■ **Entries supplied**:

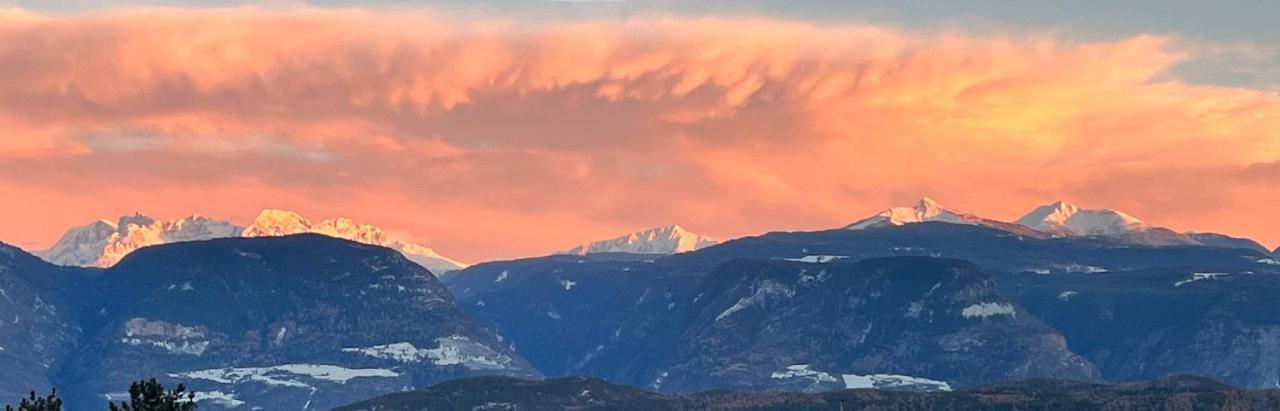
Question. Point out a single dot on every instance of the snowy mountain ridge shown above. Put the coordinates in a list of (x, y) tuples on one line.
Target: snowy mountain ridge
[(1056, 219), (103, 243), (1066, 219), (662, 240)]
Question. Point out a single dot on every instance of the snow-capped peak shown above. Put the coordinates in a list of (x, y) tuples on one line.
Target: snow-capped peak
[(282, 223), (924, 210), (272, 222), (1066, 219), (103, 242), (662, 240)]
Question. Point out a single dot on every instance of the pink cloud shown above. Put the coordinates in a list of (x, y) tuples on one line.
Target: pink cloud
[(492, 138)]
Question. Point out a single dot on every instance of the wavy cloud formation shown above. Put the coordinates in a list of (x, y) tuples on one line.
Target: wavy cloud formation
[(494, 138)]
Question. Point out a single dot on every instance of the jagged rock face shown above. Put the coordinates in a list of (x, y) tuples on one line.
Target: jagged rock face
[(662, 241), (915, 316), (36, 328), (103, 243), (274, 323), (928, 210)]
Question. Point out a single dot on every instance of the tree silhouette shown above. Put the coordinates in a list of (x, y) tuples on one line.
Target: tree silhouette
[(44, 403), (151, 396)]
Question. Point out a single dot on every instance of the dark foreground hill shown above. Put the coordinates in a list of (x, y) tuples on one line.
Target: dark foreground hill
[(282, 323), (585, 393)]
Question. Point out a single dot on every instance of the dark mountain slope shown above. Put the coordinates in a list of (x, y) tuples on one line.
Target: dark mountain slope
[(37, 328), (273, 323), (579, 393)]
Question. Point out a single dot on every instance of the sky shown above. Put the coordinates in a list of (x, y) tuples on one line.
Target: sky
[(503, 129)]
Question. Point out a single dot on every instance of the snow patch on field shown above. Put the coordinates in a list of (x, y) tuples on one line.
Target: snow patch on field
[(219, 398), (1197, 277), (854, 380), (453, 350), (1082, 269), (894, 382), (170, 337), (286, 375), (803, 370), (988, 309), (818, 259)]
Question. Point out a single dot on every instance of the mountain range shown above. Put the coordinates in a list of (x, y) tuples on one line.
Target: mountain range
[(1057, 219), (662, 240), (103, 243), (307, 322), (919, 298), (1179, 392)]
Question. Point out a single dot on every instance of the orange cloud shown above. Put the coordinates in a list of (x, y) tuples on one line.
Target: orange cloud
[(494, 138)]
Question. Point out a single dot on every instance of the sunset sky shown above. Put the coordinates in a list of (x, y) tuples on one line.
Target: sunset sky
[(503, 129)]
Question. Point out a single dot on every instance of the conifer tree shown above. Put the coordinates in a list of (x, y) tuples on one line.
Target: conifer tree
[(151, 396), (44, 403)]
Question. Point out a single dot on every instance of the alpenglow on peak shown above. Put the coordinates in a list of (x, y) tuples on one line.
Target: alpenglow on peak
[(1066, 219), (662, 240), (104, 242)]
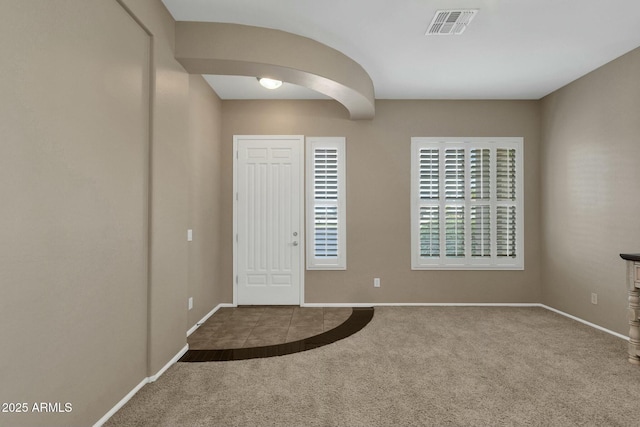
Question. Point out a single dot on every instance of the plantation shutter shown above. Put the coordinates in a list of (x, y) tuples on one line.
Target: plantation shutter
[(467, 204), (506, 215), (325, 207)]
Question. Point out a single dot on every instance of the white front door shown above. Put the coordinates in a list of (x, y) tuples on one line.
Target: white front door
[(268, 219)]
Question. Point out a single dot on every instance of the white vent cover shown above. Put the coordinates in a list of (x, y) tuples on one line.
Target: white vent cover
[(450, 22)]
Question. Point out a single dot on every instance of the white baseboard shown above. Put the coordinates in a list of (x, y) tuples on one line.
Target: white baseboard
[(169, 363), (593, 325), (137, 388), (120, 404), (425, 304), (206, 317)]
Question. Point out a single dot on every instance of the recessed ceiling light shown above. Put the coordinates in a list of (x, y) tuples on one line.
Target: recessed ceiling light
[(450, 22), (269, 83)]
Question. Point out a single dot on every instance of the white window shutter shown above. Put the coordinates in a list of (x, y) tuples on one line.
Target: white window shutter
[(467, 203), (326, 204)]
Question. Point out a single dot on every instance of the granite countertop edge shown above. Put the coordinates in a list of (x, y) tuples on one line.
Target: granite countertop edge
[(631, 257)]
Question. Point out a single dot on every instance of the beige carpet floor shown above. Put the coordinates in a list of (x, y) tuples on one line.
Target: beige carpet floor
[(413, 366)]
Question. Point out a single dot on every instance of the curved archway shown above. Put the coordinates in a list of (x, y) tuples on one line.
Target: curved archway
[(234, 49)]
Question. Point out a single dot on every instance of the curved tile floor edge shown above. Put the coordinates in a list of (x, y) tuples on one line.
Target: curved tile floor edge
[(359, 318)]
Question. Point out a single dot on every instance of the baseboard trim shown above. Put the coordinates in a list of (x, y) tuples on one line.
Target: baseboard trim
[(170, 363), (120, 404), (137, 388), (181, 353), (437, 304), (206, 317), (593, 325), (426, 304)]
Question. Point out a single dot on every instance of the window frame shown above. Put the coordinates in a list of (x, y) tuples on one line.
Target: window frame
[(493, 262), (314, 262)]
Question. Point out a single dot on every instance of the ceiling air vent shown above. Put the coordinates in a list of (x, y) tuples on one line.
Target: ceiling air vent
[(450, 22)]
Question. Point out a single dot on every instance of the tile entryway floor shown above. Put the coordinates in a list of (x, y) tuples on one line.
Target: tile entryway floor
[(258, 326)]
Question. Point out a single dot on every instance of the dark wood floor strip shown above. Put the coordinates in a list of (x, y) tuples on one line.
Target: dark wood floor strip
[(358, 320)]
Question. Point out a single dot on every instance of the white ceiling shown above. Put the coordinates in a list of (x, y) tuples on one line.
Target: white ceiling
[(513, 49)]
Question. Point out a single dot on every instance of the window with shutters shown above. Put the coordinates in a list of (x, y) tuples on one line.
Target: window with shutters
[(467, 203), (326, 228)]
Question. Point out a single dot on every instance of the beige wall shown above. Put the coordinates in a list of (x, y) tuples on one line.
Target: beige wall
[(204, 198), (591, 204), (378, 185), (73, 222), (106, 159)]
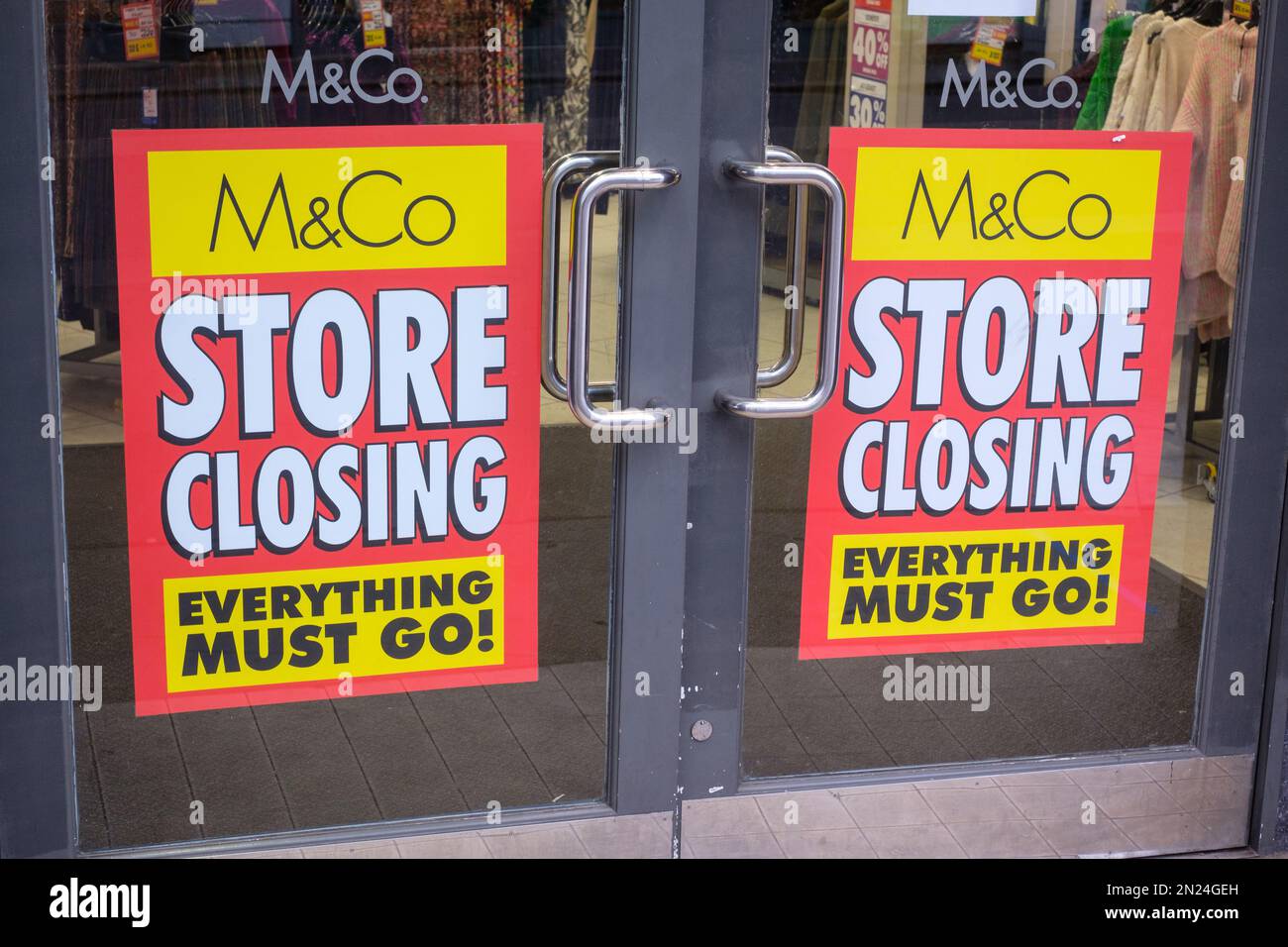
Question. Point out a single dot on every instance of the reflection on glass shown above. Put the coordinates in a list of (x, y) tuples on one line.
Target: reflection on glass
[(262, 63), (1076, 64)]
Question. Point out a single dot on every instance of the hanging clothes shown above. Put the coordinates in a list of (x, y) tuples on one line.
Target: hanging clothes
[(604, 129), (1144, 76), (1176, 46), (1218, 111), (1113, 44)]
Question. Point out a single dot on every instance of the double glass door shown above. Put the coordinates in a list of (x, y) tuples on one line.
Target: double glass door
[(601, 458)]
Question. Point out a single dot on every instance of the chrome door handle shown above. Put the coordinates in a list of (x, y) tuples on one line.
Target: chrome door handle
[(590, 161), (579, 296), (555, 176), (794, 300), (829, 302)]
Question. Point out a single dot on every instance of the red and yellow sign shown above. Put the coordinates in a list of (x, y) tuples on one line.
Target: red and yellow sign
[(984, 475), (330, 357), (140, 30)]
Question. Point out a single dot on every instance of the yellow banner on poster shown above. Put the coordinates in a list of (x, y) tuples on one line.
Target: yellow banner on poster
[(317, 210), (1010, 204), (277, 628), (983, 579)]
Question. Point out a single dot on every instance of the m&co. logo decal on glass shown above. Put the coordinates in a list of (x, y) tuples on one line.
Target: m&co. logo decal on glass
[(1014, 204), (270, 210)]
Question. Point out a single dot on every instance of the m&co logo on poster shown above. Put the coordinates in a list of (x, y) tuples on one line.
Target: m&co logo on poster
[(984, 475), (331, 438), (1016, 204)]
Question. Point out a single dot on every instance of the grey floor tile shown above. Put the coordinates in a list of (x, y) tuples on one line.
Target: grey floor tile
[(923, 742), (980, 804), (726, 815), (735, 847), (1229, 827), (1059, 801), (535, 841), (1037, 777), (913, 841), (231, 772), (1166, 834), (484, 758), (1209, 793), (800, 812), (451, 845), (1000, 839), (626, 836), (1109, 776), (355, 849), (1126, 800), (321, 779), (1237, 766), (555, 737), (1072, 836), (398, 758), (1188, 768), (141, 775)]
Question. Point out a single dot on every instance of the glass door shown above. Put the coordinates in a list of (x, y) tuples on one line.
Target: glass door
[(1003, 534), (334, 554)]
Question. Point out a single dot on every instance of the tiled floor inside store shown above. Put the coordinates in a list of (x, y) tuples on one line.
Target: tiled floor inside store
[(1194, 805)]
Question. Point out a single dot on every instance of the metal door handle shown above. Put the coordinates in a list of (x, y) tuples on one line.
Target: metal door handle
[(829, 302), (579, 296), (590, 161), (794, 300), (555, 176)]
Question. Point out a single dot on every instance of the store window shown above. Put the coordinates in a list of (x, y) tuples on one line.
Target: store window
[(124, 75), (1067, 65)]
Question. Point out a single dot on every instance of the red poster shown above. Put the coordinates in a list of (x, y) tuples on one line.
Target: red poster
[(984, 475), (330, 352)]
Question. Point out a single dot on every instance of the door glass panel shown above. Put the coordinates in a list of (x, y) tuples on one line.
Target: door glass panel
[(1074, 64), (303, 762)]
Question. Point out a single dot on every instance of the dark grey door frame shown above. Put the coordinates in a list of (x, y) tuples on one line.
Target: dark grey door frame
[(38, 793), (1250, 554)]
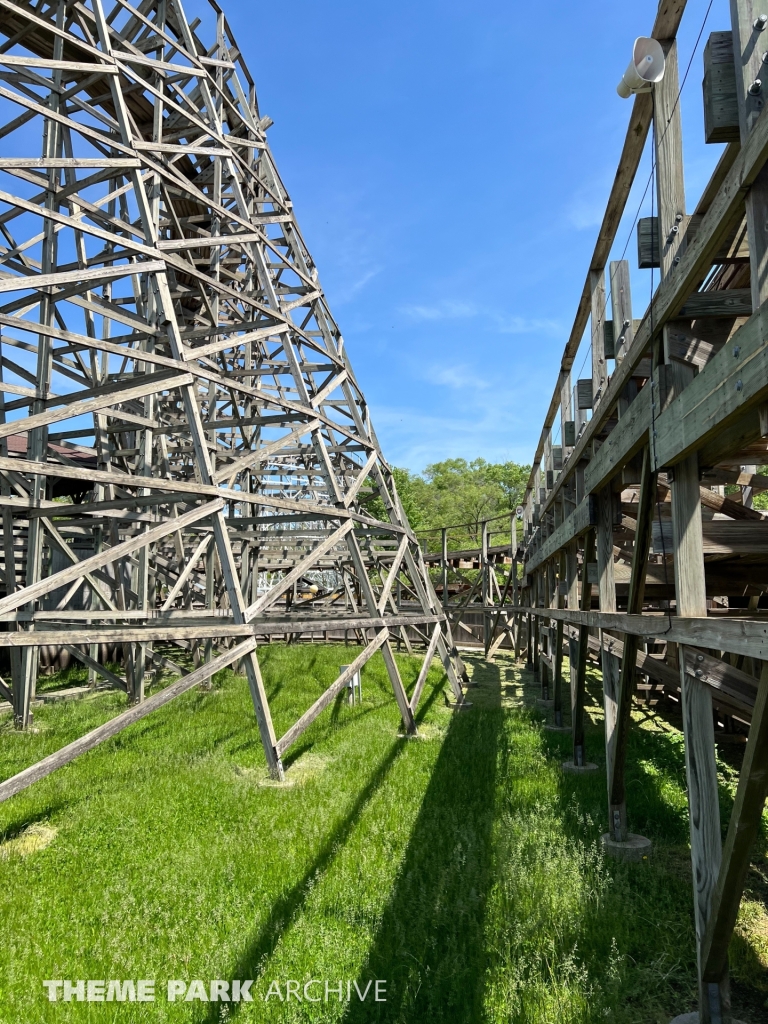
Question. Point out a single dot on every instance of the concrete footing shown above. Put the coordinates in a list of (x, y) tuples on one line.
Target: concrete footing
[(635, 848), (587, 766)]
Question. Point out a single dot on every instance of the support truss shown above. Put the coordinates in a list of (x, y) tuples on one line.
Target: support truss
[(170, 368)]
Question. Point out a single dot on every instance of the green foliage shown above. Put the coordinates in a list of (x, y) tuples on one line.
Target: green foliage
[(457, 492), (463, 867)]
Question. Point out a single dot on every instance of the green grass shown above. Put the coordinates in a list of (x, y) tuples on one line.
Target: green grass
[(463, 867)]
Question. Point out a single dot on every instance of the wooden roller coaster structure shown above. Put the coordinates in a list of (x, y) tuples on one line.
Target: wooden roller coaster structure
[(185, 455)]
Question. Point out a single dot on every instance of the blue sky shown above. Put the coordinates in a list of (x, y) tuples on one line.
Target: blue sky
[(450, 164)]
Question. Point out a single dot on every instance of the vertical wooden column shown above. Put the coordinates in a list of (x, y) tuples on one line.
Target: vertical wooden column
[(536, 622), (486, 587), (607, 593), (579, 672), (749, 45), (557, 682), (622, 843), (669, 146), (443, 564), (565, 414), (698, 727), (599, 369), (621, 304)]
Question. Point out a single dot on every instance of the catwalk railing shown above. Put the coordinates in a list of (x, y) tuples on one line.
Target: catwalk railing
[(640, 537)]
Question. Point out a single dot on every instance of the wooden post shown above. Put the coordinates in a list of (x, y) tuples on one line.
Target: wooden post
[(443, 564), (579, 679), (621, 301), (669, 146), (599, 369), (616, 788), (557, 685), (704, 805), (607, 592)]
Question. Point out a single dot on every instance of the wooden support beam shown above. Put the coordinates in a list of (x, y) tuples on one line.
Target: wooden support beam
[(742, 830), (607, 595), (698, 728), (26, 778), (579, 678), (616, 777)]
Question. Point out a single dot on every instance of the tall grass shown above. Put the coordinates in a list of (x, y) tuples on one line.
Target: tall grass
[(463, 868)]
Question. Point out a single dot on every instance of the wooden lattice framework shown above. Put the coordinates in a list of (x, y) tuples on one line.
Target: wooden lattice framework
[(171, 368), (631, 545)]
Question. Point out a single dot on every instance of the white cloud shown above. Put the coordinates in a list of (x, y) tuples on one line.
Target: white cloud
[(505, 324), (441, 310), (521, 325), (415, 439), (458, 376)]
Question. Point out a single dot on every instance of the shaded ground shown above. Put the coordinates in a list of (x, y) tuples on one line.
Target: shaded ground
[(461, 868)]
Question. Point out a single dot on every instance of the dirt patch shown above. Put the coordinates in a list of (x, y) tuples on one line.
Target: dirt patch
[(32, 840)]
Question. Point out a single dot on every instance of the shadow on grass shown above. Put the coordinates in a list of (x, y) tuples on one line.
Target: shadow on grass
[(430, 943), (289, 906)]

■ **Required action**:
Within the listing above, the lines from the one with "Target: door glass panel" through the one with "the wooden post" are to be given again word for word. Do not include pictures.

■ **Task solution**:
Target: door glass panel
[(1074, 64), (303, 762)]
Question. Point out a single dot on every instance of the dark grey door frame shown above. Put the coordinates in a list of (x, y) tuples on one line.
Target: dark grey door frame
[(38, 793), (1250, 554)]
Question. Point out a single dot on every instance of the concrete footing shown above. Put the coordinates in a list of (x, y) tuples on one line.
Target: concrete footing
[(635, 848), (587, 766)]
Question. Point out a single dot on every instance of the support truss shown above. Put the coordinates in a list of (x, y) tuples on one line.
Target: support truss
[(170, 368)]
Question. Point out a single dot on every instance of the green foliage shown above. Put the coordinates in a list of (x, y) tuples on one line.
Target: green foliage
[(457, 492), (463, 867)]
Question. Point out a single dot on every instance of the green grass shown above. Put the coordinates in a list of (x, y) tuples on one line.
Target: green grass
[(463, 867)]
Question. Point out a single dot on every instance of the wooden roller coaster structure shown above. Put the coordinates in a list of (x, y) tuples on one line.
Target: wooden roller coaster structure
[(185, 455)]
Question. Point out a single dot on every instance of the blue sky shown above. Put the coordinates in a list of (x, y) tuples on one line.
Target: blue sky
[(450, 164)]
Question. Point out a single dot on every instance of the vertical wooden column shown above. Put the coordinates in a list of (x, y) tuples on one line.
Target: vertical wooden column
[(536, 622), (486, 587), (607, 593), (579, 672), (749, 45), (557, 682), (622, 843), (669, 146), (443, 564), (565, 414), (698, 727), (599, 369), (621, 304)]
Question. Point out a single dot on every instance of the catwalk railing shown above. Put the coordinates in a list of (x, y) tuples on one line.
Target: catwalk railing
[(640, 537)]
Question. Point out a single dot on every instance of the wooden post shown above. Put the coordinates in a list of (x, y) tuples on one line.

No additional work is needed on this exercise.